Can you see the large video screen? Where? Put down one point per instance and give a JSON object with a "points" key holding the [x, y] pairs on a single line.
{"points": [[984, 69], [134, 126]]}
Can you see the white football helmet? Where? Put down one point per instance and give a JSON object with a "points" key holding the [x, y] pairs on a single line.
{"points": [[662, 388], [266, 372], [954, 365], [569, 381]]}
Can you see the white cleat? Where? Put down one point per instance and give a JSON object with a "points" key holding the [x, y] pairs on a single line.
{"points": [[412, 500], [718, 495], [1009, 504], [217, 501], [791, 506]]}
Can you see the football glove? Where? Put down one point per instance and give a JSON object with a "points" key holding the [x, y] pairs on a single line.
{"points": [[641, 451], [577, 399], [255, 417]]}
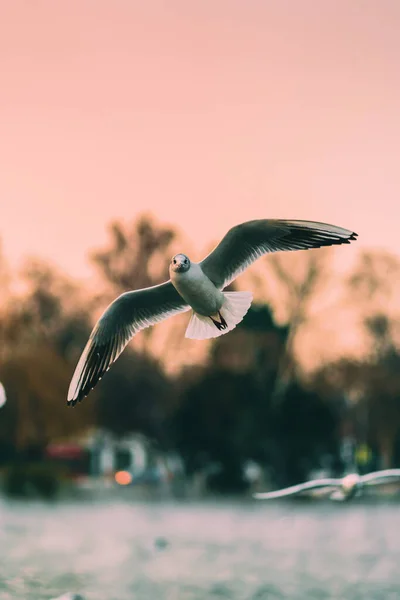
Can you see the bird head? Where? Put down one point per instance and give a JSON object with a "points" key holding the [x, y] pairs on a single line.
{"points": [[180, 263]]}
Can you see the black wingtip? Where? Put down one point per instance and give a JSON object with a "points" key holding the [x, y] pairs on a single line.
{"points": [[75, 401]]}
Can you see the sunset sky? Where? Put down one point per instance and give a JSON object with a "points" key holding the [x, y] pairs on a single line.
{"points": [[205, 113]]}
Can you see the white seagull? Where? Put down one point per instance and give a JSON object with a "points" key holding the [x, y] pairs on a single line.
{"points": [[345, 488], [196, 286]]}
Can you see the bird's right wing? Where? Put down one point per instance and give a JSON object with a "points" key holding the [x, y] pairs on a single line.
{"points": [[298, 489], [127, 315]]}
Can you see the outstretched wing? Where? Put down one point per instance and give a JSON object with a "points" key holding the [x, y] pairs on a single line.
{"points": [[381, 477], [245, 243], [127, 315], [294, 490]]}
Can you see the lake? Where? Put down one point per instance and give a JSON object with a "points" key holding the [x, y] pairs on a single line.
{"points": [[124, 550]]}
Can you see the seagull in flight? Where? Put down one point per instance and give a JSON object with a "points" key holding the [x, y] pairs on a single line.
{"points": [[197, 287], [345, 488]]}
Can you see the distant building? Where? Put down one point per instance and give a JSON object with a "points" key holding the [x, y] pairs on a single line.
{"points": [[256, 341]]}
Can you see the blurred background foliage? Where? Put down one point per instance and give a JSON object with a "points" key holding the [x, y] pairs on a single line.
{"points": [[263, 393]]}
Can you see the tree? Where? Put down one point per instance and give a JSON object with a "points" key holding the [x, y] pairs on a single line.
{"points": [[138, 256], [136, 396], [221, 421]]}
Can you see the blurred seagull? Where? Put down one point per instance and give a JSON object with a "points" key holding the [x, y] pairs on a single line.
{"points": [[69, 596], [345, 488], [196, 286]]}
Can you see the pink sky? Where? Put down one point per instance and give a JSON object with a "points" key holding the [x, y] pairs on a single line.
{"points": [[203, 112]]}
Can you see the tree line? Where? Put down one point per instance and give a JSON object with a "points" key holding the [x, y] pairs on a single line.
{"points": [[243, 397]]}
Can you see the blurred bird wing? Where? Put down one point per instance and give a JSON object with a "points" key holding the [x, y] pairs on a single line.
{"points": [[127, 315], [298, 489], [245, 243], [380, 477]]}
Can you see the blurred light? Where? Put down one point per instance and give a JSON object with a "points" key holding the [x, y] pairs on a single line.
{"points": [[3, 397], [123, 477]]}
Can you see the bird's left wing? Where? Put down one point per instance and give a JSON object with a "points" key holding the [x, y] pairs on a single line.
{"points": [[298, 489], [245, 243], [127, 315]]}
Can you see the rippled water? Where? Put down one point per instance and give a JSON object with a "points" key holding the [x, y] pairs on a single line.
{"points": [[249, 551]]}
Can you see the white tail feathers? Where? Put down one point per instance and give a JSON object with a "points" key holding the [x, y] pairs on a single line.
{"points": [[234, 308]]}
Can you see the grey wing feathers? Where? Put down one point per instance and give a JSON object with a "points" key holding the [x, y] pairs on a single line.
{"points": [[127, 315], [245, 243], [298, 489]]}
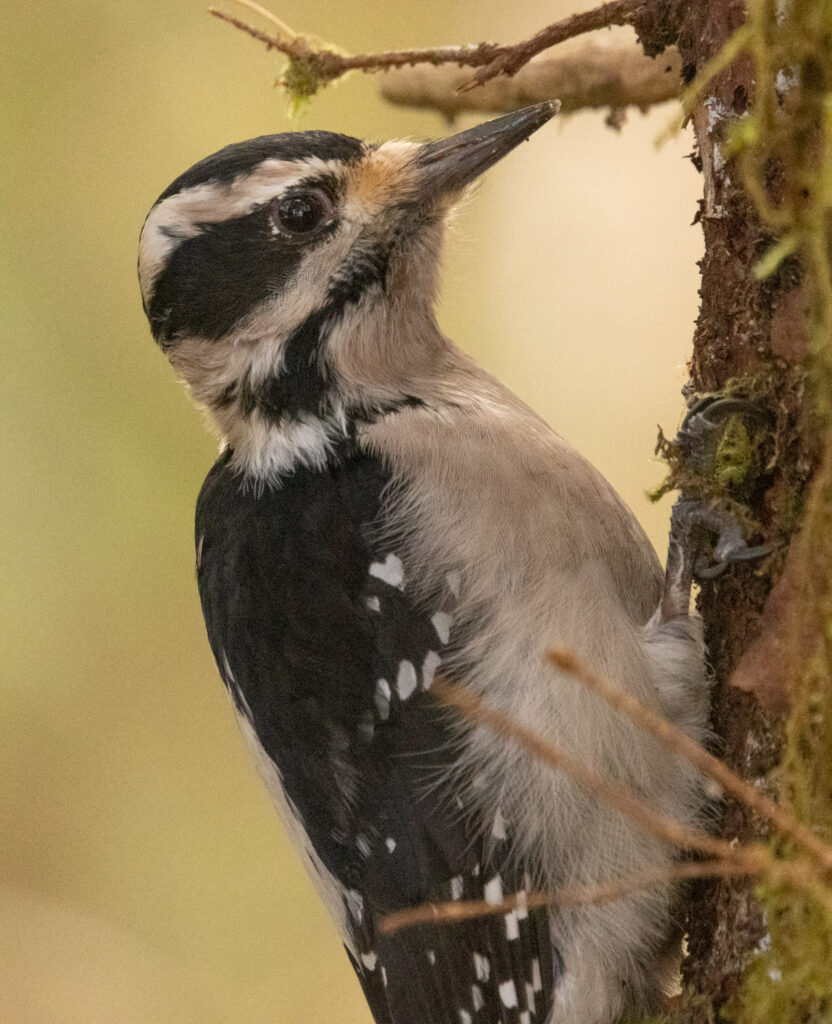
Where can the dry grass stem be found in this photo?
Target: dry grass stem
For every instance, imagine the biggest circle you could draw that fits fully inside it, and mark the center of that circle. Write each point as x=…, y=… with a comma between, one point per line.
x=659, y=825
x=680, y=743
x=608, y=892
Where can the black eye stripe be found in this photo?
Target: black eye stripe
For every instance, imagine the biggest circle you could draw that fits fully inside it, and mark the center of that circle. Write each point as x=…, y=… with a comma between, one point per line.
x=242, y=159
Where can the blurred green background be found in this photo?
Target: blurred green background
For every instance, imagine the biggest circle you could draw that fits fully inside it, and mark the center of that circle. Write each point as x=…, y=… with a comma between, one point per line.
x=142, y=875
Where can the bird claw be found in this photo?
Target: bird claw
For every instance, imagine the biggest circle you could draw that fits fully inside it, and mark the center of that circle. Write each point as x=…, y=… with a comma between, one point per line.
x=693, y=518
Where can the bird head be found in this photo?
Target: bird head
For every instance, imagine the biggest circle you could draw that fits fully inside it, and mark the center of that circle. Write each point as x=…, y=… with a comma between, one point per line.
x=291, y=279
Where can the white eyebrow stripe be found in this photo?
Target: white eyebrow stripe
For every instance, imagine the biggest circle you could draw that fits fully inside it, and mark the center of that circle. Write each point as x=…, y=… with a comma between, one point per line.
x=179, y=216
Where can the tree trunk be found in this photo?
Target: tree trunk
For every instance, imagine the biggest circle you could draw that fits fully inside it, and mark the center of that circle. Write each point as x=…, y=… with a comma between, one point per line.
x=749, y=335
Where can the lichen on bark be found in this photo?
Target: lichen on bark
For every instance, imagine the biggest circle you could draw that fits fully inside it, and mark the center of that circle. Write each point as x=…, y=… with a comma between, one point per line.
x=763, y=127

- [Exercise brief]
Print all of the data above word for word, leaving out the pictures.

- [Task result]
Can you see the large video screen? Where? Put down one point per instance and give a JSON object with a "points" key holding the [x, y] pairs on a single line.
{"points": [[984, 69], [134, 126]]}
Can you see the white football helmet? Where? Put down one point per instance and give a JSON object with a "points" key holding the [x, y] pairs on a single line.
{"points": [[662, 388], [266, 372], [954, 365], [569, 381]]}
Can you see the white cleat? Where? Put down one point per instance and give a JSON object with a "points" key holding the [x, y] pairs on a single line.
{"points": [[412, 500], [718, 495], [1009, 504], [217, 501], [791, 506]]}
Can you see the football glove? Where? Put down one point per instance and give a JSON object with a "points" key holding the [x, y] pairs on a single line.
{"points": [[641, 451], [577, 399], [255, 417]]}
Can you see the bird head? Where? Put down one point per instance and give a JSON object with a "points" key holding the [x, y] pairs on a single line.
{"points": [[180, 263]]}
Can you see the black wingtip? Where? Put down one point per instance and give a JSON object with a "points" key holding the [x, y] pairs on a single line.
{"points": [[75, 401]]}
Can you see the sunset sky? Where? Put down one point per instance and give a JSON object with a "points" key holding the [x, y] pairs on a single line.
{"points": [[205, 113]]}
Can you see the white seagull? Where? Put down one point per instance and give a JSON object with a "points" key holding the [x, y] pairs on a single line.
{"points": [[345, 488], [196, 286]]}
Can you see the bird's right wing? Where? Put down one point per instance and give a JSON object with a "points" key holding the [x, y] pairs on a single line.
{"points": [[298, 489], [127, 315]]}
Can you see the outstretched wing? Where? Put down one point per instance and give a JSON object with a "points" key holding the [x, y] pairs on a single line.
{"points": [[381, 477], [245, 243], [127, 315], [294, 490]]}
Can you see the lake? Where? Put down one point per instance and give a JSON object with a "points" key holding the [x, y] pairs on a single line.
{"points": [[124, 550]]}
Can you see the seagull in flight? Where? Put down one point per instance and give a JSON object with a "points" key holding the [x, y] pairs on a single line.
{"points": [[197, 287], [345, 488]]}
Can you see the distant building? Where? Put down one point per instance and give a JSON object with a "points" key holding the [x, y] pairs on a single line.
{"points": [[256, 341]]}
Can you see the blurred background foliage? Where? Put down one point per instance and give a JSON object with a "points" key holding the [x, y] pairs on a single line.
{"points": [[263, 393]]}
Can you see the tree? Where? Put down one point per instance and give a JSON object with a "points" key holding the [x, y] pairs on a single line.
{"points": [[138, 256], [136, 396], [221, 421]]}
Can you see the blurred seagull? Where? Put down one point per instance and give a JSON object with a "points" key holding the [x, y] pairs on a single line.
{"points": [[69, 596], [345, 488], [196, 286]]}
Can you see the pink sky? Where? Put down one point per instance and give a JSON object with a "points" key holding the [x, y] pairs on a single line.
{"points": [[203, 112]]}
Can you see the tree line? Where? Put down one point per instance and give a JSON object with a "points" key holding the [x, y] pairs on a single line.
{"points": [[243, 397]]}
Can you see the blurred bird wing? Where? Put down one point per instance and give a JSON object with a "points" key holding the [x, y] pairs on a single line.
{"points": [[127, 315], [298, 489], [245, 243], [380, 477]]}
Can you see the blurred light? Where? Put down one point per instance and give a JSON object with a "points" key holding the [x, y] pairs on a single line.
{"points": [[3, 397], [123, 477]]}
Can you see the bird's left wing? Where? Put down one point per instance and give a JSON object with a "points" key holding the [x, y] pairs on a single line.
{"points": [[298, 489], [245, 243], [127, 315]]}
Can you see the rippled water? Where? Put down one point per instance and give a JSON object with a "points" key holding the [x, y] pairs on a single line.
{"points": [[249, 551]]}
Can you see the white tail feathers? Where? Put down one point per instance and give a JSON object with a "points" key holding the [x, y] pairs on a single line.
{"points": [[234, 308]]}
Can you see the grey wing feathers? Where? Put down one point per instance and give a JSON object with a "points" key holding the [x, y] pairs on a single line.
{"points": [[127, 315], [245, 243], [298, 489]]}
Where can the dry grass stem be found in this photo?
Target: dry grass stem
For every instance, imagine the biggest circle you could draw that fits fully inside it, and mark the center of that circle. Write each point as x=…, y=… with a comma between, one point per line.
x=659, y=825
x=680, y=743
x=608, y=892
Where can the black eye stripe be found in this photo?
Target: black eye stripe
For every instance, imagine the biggest circle you could draw that fits fully inside it, and mark the center of that circle. Write each point as x=…, y=… with a comma between, one point per line.
x=242, y=159
Where can the blurred green background be found in this photo?
Target: blurred green background
For every instance, imagine the biggest circle you could draw that fits fully inside it, and mark the center of that circle. Write each point as x=…, y=… with a comma between, one point per line.
x=142, y=875
Where can the bird claw be found in this photo?
Target: bird claw
For every instance, imagine the biggest circle you could draw that fits fully inside it, and mark the center of that circle. Write each point as x=…, y=… with a comma between, one point per line.
x=693, y=518
Where can the bird head be found in this photo?
Target: bird head
For every instance, imagine the biggest circle you could draw that fits fully inside it, and mark the center of that circle. Write each point as x=…, y=… with a comma between, one point per line.
x=291, y=279
Where can the white eyebrow stripe be found in this photo?
Target: white eyebrow stripe
For every instance, imagine the biggest circle you could draw that fits fully inside it, and mark the center of that circle. Write each point as x=…, y=… with a comma between, one point per line.
x=179, y=216
Where can the tree trunk be found in this photo?
Target: tree trunk
For every instance, imagine the biggest circle you could draw that fits fully inside it, and mark the center of that circle. Write each point as x=…, y=… with a comma between, one point per line.
x=749, y=335
Where can the lichen on bark be found in this photo?
Target: lichen on bark
For every instance, imagine the biggest circle you could draw that fits fully inside it, and mark the center of that circle. Write each point as x=…, y=… with a comma between, one point per line.
x=763, y=127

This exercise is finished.